> PROVIDED DATA:
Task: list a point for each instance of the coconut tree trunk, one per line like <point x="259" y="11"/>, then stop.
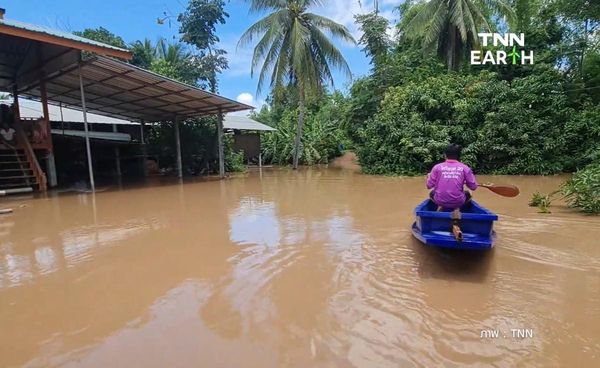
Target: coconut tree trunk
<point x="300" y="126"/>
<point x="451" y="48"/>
==
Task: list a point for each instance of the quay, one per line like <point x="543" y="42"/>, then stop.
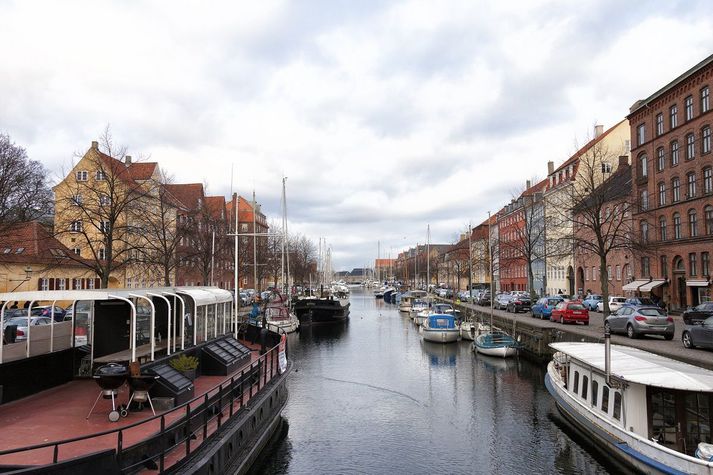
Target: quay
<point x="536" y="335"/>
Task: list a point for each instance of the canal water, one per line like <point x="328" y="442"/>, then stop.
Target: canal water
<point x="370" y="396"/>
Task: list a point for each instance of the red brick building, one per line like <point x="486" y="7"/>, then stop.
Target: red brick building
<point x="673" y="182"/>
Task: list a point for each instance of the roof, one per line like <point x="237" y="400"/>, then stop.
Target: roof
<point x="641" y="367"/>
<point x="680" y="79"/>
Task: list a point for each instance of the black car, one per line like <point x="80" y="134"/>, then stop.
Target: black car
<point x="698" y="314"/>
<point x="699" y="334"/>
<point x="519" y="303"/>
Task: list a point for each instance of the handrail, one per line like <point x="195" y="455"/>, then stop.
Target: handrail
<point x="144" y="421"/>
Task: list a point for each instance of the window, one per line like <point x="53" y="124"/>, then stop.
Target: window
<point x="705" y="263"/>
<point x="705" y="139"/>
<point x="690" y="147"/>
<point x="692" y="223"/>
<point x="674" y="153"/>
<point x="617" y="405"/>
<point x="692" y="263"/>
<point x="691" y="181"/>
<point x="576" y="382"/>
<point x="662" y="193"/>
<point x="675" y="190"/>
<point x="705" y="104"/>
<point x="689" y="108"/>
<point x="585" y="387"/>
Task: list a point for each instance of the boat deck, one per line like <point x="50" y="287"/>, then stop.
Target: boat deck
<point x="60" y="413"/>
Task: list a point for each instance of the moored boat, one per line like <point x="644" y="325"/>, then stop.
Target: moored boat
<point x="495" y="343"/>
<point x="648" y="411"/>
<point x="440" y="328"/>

> WRITTEN PROBLEM: How many lines in the records above contain the string "roof"? Reply with the number alone.

> TASK RESPONSE: 2